> **BRANO**:
-=-=-
Come dovrebbe funzionare “Immuni”
Intanto c’è da dire che la sperimentazione dell’App avverrà inizialmente in alcune regioni pilota, e poi sarà estesa all’intero territorio nazionale; Domenico Arcuri, Commissario per l’emergenza, auspica “una massiccia adesione volontaria dei cittadini” mentre il Garante della Privacy ha fatto notare che per essere efficace dovrebbe essere impiegata perlomeno dal 60% della popolazione. Dovrebbe funzionare mediante BLE (Bluetooth Low Energy) e “girare” sia su dispositivi iOS che Android.
Una volta installata, rileva la vicinanza con i dispositivi delle persone con cui si entra in contatto. Lo fa attraverso dati che non possono rivelare in modo diretto l’identità di una persona, ma che restano nel dispositivo fino ad un’eventuale diagnosi di contagio. In sintesi, “Immuni” crea un registro dei contatti in cui ci sono tre informazioni: 1) con qual dispositivo si è entrati in contatto; 2) a che distanza; 3) per quanto tempo.
Non si tratta di geolocalizzazione. L’ App esegue il tracciamento degli identificativi criptati dei dispositivi con cui si è entrati in contatto. Ma questo accade solo se entrambi i dispositivi hanno l’applicazione. Se uno dei soggetti che l’ha scaricata risulta positivo al Coronavirus, è il personale sanitario autorizzato dall’interessato, attraverso l’identificativo anonimo dello stesso, ad inviare un alert a tutti gli utenti entrati in contatto con lui.
I dubbi su privacy e sicurezza e la reazione del Copasir
“Immuni”, però, ha suscitato delle perplessità su temi come la privacy e la sicurezza nazionale. A cominciare dal fatto che l’App dispone di un diario clinico in cui l’utente può inserire notizie relative al proprio stato di salute e alla comparsa di eventuali sintomi da Coronavirus. Una mole enorme e complessa di dati. Un terreno molto delicato, che riguarda direttamente i diritti e le libertà costituzionali delle persone, tema che – secondo la Politica – non può essere affrontato solo con lo strumento dell’ordinanza commissariale ma deve essere sottoposto al vaglio del Parlamento.
Proprio da qui è nata una richiesta bi-partisan di avviare un passaggio parlamentare prima che venga diffusa l’app, e verificare se la stessa è in linea con le indicazioni del Garante per la privacy e con il quadro europeo in tema di gestione dei dati.
Motivi questi per i quali anche il Copasir (il Comitato parlamentare per la sicurezza della Repubblica) potrebbe ascoltare lo stesso Domenico Arcuri ed approfondire con lui gli aspetti di tracciabilità, raccolta e utilizzo di dati sensibili.
Le regole dell’Unione europea
Intanto l’Unione europea ha stilato 8 regole che i Paesi Membri dovranno rispettare se vogliono sviluppare App di contact tracing.
Il primo requisito da soddisfare è il rispetto della privacy.
Da qui deriva ovviamente il secondo: i dati raccolti devono essere anonimizzati, ovvero non deve essere possibile risalire al singolo utente.
Terzo requisito: l’installazione dell’App deve essere volontaria e non imposta.
Quarto: l’App deve essere sviluppata insieme ai Governi.
Per quanto riguarda il quinto, si devono preferire – sempre per questioni legate alla privacy – tecnologie meno invasive (il Bluetooth dunque va bene, ma non il Gps).
Il sesto prevede che venga garantita un’interoperabilità con le App di altri Paesi dell’Unione: in sintesi, se un cittadino dell’Ue si sposta oltre confine l’applicazione deve continuare a funzionare e i dati devono poter essere condivisi.
Per finire, secondo gli ultimi due requisti, il settimo e ottavo, le App vanno sviluppate in base ai migliori standard epidemiologici e devono essere sicure ed efficaci.
-=-=-
> **DATI DISPONIBILI**:
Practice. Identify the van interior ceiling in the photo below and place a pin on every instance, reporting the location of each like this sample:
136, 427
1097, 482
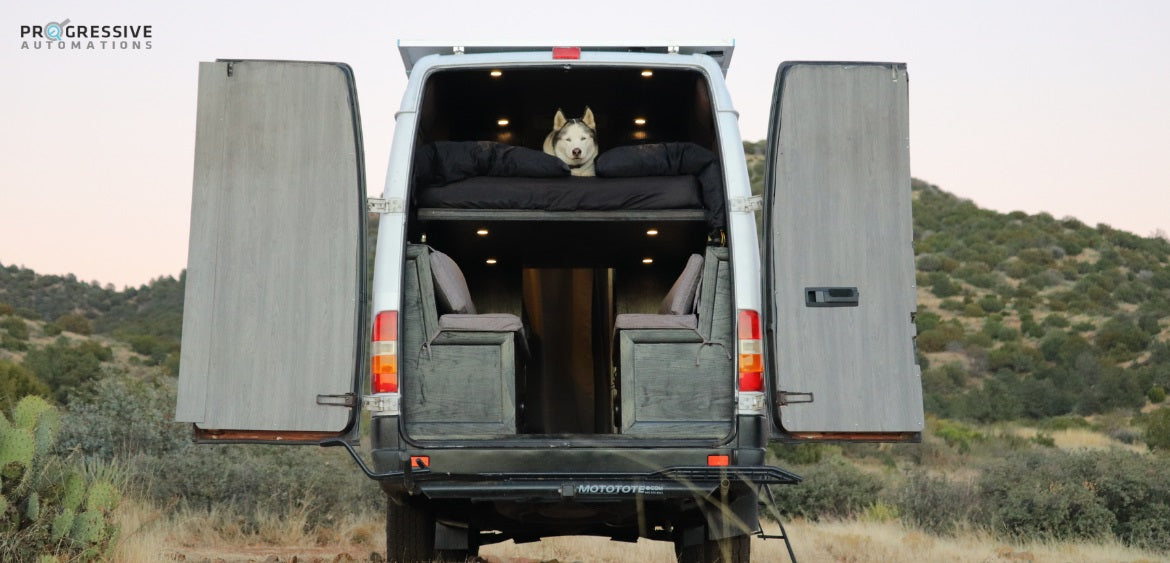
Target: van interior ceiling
565, 276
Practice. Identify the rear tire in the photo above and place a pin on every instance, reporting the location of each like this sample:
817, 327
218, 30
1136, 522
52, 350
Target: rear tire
410, 530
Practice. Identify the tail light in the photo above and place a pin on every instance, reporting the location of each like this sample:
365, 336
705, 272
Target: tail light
751, 351
384, 352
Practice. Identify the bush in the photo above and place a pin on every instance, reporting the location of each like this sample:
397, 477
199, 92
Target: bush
1157, 430
16, 382
74, 323
936, 505
831, 489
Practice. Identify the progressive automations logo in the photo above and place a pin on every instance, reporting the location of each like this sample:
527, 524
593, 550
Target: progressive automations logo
63, 35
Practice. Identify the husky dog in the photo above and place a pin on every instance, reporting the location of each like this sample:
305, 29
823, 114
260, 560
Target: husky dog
573, 142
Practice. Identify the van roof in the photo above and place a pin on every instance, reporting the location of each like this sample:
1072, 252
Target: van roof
413, 50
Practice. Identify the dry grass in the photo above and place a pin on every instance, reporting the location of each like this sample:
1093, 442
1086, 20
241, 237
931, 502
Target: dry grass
152, 534
1081, 439
850, 541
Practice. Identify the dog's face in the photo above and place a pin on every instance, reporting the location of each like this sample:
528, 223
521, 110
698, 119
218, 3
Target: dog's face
575, 141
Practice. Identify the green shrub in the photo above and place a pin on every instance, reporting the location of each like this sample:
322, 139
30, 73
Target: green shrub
15, 328
16, 382
831, 489
52, 509
935, 503
74, 323
1157, 430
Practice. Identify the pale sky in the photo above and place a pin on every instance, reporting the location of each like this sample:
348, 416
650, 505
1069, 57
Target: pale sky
1057, 105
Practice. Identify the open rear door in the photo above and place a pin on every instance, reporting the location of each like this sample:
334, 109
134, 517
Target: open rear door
273, 316
840, 261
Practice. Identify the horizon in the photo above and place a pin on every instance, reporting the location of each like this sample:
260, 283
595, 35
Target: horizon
1046, 107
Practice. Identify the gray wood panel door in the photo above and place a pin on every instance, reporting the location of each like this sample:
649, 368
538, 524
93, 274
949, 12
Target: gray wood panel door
273, 315
840, 259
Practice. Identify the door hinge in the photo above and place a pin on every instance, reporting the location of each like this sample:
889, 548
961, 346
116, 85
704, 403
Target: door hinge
751, 203
784, 398
348, 400
378, 205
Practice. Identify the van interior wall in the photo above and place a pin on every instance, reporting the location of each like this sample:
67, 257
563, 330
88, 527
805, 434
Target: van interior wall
469, 104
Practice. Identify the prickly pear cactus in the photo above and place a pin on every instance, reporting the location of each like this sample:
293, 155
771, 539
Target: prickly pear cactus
56, 510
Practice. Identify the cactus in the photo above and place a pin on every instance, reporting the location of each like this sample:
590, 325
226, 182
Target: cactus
16, 450
61, 513
33, 506
89, 527
62, 523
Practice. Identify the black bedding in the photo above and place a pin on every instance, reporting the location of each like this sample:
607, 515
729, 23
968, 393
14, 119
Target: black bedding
493, 176
569, 193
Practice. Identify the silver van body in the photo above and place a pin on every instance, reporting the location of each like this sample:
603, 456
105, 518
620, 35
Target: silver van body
479, 432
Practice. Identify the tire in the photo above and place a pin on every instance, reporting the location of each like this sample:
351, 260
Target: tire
410, 531
735, 549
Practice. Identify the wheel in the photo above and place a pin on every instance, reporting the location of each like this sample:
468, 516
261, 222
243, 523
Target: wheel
410, 530
735, 549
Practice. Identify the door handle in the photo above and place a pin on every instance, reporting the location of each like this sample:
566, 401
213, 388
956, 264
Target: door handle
832, 296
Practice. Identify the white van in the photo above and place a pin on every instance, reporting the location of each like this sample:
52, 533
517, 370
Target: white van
546, 354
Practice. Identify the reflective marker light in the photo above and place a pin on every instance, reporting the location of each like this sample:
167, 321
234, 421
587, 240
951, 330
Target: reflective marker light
384, 354
751, 351
566, 52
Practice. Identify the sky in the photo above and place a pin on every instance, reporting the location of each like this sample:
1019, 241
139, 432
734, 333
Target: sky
1058, 107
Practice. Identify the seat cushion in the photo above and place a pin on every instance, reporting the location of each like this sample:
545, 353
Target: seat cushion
490, 322
645, 321
681, 297
451, 287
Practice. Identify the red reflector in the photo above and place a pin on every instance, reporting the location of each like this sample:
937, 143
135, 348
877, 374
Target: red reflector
751, 380
566, 52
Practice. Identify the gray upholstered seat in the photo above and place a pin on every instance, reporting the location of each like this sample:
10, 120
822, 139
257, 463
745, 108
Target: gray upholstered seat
678, 309
454, 300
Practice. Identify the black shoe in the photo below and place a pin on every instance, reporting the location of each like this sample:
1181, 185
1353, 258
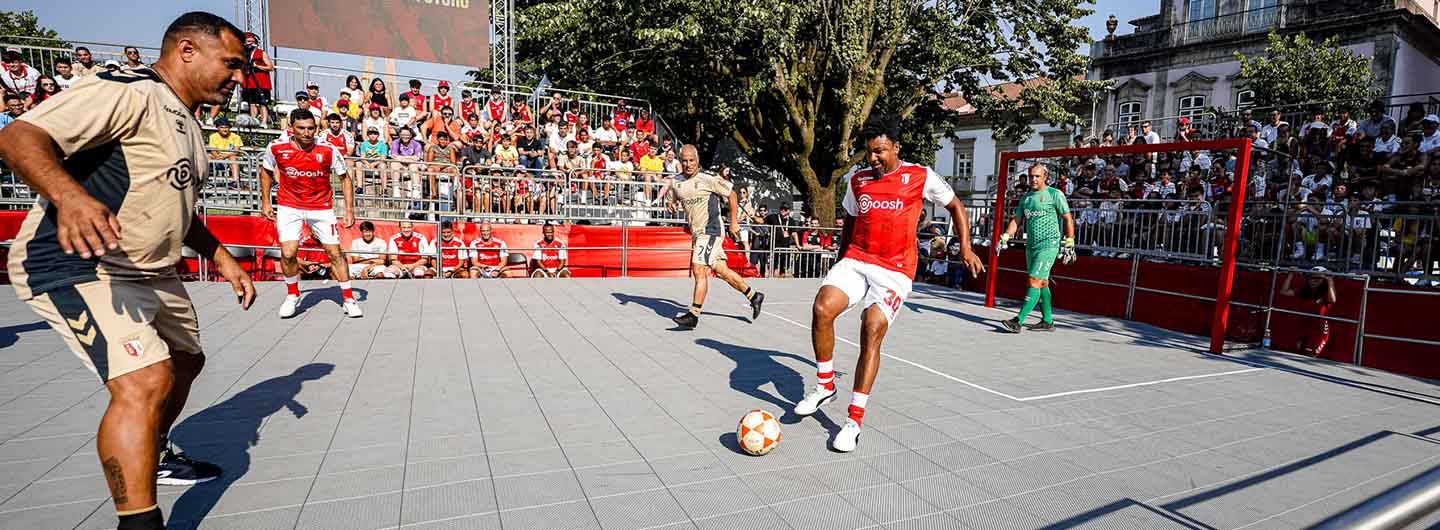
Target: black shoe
686, 320
177, 470
1041, 326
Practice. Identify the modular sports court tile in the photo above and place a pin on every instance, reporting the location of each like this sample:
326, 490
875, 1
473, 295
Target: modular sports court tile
576, 405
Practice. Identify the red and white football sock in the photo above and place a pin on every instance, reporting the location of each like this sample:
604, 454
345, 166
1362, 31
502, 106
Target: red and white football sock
857, 406
825, 376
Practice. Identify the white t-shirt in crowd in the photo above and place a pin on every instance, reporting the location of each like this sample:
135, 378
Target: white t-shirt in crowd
1387, 146
605, 136
1429, 143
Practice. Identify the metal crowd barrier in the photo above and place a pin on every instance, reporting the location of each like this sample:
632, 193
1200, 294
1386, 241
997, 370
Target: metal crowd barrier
42, 52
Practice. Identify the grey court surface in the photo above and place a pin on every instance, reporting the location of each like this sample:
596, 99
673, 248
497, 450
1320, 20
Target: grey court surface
573, 405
-=-=-
> **CONSEGNA ESERCIZIO**:
Traduci in inglese la seguente frase del brano sull'app Immuni: "Terzo requisito: l’installazione dell’App deve essere volontaria e non imposta." Per questo lavoro i record non servono.

> **RISPOSTA FINALE**:
Third requirement: installing the App must be voluntary and not imposed.